■ DESCRIPTION OF THE TASK: Copy word for word everything in the listing below, from the line containing "Would you be able to pick out the woman" down to the end of the listing.

** START MATERIAL FOR THIS EXERCISE **

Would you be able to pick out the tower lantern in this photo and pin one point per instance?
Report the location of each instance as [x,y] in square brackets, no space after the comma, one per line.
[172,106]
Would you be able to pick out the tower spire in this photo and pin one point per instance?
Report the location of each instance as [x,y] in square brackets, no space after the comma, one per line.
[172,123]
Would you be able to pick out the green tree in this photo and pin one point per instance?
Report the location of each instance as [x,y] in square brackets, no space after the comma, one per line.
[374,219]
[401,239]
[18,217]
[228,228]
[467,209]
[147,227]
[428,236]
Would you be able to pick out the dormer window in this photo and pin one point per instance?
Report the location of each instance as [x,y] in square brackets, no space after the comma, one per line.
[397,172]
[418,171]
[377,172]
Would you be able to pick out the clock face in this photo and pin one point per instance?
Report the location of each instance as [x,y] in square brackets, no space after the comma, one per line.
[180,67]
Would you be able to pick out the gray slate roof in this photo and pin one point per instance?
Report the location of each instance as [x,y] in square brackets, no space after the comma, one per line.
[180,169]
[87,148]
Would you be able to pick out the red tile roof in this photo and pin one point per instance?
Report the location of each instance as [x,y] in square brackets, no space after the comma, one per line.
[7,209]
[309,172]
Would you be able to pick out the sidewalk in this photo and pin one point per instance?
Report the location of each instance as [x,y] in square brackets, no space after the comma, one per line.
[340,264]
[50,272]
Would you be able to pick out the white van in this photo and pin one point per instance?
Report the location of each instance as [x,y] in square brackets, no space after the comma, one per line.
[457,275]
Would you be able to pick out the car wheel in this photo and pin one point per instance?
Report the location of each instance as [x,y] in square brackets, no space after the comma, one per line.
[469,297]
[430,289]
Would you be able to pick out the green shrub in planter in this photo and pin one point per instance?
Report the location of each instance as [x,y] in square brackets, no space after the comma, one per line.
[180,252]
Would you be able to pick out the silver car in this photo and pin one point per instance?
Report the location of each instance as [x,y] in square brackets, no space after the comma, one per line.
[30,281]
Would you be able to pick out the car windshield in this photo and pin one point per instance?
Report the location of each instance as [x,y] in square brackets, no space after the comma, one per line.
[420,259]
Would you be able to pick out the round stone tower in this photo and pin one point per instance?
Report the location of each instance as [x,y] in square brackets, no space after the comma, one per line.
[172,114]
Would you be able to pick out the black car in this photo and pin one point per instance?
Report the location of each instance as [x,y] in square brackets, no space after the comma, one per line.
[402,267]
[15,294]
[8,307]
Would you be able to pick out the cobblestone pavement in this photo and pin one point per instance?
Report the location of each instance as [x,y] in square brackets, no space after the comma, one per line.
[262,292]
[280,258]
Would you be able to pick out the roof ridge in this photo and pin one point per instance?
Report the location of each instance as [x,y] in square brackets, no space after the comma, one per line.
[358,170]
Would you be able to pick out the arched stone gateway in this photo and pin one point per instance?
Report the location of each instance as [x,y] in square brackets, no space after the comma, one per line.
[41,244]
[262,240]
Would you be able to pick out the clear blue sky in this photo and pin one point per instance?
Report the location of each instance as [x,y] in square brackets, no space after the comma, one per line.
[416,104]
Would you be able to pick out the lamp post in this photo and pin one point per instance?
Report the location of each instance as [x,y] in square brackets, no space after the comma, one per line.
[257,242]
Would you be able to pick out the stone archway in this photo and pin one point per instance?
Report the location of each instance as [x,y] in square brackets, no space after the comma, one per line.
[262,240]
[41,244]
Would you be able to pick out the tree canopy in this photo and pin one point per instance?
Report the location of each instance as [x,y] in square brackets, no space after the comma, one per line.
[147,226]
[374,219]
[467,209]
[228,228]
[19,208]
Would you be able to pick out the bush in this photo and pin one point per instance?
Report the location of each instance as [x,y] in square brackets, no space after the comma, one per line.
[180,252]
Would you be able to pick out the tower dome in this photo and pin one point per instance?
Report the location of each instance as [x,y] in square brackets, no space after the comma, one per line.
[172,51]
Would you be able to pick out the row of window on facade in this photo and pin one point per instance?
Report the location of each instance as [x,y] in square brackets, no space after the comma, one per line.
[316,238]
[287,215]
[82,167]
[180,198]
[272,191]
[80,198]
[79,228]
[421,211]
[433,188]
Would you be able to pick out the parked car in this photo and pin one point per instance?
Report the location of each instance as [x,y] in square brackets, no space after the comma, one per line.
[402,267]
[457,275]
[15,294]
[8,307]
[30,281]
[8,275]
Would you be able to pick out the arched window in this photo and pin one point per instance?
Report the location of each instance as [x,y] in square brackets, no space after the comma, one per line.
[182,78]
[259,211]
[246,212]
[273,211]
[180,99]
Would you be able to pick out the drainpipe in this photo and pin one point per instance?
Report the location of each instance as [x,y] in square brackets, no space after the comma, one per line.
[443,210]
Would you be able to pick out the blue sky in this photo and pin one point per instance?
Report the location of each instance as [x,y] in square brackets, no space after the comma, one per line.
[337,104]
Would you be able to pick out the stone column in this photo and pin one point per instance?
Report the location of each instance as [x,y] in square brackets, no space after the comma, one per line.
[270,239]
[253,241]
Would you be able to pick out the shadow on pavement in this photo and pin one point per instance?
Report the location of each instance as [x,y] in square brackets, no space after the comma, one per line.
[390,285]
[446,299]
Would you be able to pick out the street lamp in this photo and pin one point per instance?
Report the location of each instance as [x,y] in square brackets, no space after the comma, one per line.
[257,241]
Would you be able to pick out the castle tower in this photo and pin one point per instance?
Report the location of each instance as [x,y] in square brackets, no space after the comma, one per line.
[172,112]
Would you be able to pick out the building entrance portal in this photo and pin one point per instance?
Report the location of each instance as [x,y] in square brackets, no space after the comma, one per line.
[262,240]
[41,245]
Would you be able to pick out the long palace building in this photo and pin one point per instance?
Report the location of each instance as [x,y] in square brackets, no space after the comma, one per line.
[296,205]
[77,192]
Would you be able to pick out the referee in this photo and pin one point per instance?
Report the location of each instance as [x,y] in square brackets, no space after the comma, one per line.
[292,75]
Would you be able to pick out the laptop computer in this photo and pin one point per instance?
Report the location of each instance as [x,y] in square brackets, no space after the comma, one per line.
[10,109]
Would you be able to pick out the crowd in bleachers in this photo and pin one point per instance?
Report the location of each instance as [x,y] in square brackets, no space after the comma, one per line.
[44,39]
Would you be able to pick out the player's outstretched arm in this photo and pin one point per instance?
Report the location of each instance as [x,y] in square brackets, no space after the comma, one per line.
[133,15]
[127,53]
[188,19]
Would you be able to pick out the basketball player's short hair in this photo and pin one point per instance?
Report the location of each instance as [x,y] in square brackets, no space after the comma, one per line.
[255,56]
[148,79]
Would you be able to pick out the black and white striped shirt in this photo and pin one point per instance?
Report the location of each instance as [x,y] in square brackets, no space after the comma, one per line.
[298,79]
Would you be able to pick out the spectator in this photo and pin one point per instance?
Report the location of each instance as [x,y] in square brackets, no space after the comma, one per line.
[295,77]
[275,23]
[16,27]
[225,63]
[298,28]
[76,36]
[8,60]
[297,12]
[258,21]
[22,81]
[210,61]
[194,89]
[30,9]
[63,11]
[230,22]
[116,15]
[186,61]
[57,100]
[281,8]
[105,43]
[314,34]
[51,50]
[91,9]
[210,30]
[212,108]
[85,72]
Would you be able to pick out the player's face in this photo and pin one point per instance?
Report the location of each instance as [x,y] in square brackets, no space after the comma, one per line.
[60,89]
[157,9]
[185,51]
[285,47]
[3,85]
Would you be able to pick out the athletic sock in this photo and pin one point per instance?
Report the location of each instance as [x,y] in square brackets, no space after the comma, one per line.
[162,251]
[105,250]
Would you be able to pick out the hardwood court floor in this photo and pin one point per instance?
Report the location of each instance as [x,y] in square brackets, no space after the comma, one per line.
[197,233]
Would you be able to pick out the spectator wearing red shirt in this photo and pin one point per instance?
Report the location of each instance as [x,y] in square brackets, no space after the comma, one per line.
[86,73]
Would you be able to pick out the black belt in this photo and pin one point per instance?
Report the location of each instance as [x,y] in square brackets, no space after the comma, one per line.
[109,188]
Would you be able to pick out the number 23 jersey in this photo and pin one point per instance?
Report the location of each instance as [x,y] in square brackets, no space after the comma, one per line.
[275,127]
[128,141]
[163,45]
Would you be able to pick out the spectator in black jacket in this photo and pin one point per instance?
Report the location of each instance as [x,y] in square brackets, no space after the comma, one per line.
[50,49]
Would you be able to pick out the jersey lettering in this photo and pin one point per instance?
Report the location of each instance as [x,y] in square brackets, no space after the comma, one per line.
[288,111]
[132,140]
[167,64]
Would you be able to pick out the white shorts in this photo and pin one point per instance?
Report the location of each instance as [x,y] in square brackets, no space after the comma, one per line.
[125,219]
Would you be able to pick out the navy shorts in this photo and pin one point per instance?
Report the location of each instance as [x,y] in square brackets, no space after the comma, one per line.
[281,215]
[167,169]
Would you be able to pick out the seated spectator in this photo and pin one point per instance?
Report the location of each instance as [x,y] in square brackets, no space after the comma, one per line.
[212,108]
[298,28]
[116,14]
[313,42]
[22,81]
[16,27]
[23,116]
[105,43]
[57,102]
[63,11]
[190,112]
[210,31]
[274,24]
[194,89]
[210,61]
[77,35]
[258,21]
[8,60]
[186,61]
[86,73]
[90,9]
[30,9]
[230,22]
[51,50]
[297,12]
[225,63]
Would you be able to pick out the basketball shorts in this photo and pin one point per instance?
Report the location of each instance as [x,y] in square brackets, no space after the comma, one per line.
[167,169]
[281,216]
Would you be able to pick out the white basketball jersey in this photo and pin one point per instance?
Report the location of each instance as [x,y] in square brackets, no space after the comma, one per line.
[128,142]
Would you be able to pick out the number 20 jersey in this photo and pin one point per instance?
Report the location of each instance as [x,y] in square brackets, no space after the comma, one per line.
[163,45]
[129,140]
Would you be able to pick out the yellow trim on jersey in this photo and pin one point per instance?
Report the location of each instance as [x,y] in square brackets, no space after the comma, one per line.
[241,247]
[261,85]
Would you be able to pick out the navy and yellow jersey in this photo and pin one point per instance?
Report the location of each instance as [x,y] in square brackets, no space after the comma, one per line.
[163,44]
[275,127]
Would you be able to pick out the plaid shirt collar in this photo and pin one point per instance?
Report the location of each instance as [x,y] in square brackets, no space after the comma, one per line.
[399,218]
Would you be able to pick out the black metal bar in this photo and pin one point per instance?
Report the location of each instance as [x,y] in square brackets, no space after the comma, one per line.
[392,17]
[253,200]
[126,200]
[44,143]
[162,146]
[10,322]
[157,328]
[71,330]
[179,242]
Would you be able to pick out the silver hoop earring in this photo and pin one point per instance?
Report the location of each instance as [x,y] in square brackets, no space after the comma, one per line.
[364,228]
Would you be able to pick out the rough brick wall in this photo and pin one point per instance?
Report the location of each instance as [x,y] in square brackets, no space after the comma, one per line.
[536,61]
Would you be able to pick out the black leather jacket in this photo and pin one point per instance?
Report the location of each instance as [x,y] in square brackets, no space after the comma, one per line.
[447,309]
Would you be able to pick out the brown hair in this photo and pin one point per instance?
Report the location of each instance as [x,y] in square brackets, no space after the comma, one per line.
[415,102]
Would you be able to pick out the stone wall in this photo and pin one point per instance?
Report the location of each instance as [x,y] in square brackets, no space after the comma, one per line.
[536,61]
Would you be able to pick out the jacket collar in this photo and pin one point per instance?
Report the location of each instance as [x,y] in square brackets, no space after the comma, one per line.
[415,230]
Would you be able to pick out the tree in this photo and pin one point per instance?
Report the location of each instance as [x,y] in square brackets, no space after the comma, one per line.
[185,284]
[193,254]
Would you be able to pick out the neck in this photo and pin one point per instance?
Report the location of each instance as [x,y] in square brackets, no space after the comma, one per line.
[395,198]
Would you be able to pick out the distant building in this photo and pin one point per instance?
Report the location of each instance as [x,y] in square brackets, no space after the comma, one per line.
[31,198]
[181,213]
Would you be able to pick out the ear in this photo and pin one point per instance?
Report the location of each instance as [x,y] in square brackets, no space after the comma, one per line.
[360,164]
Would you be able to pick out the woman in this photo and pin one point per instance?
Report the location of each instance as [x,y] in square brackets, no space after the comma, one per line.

** END MATERIAL FOR THIS EXERCISE **

■ RESULT OF THE TASK:
Would you be able to pick out the woman in this photo and pin one point per instance?
Report the location of each instance as [x,y] in square brackets, no space after the comma, one per line.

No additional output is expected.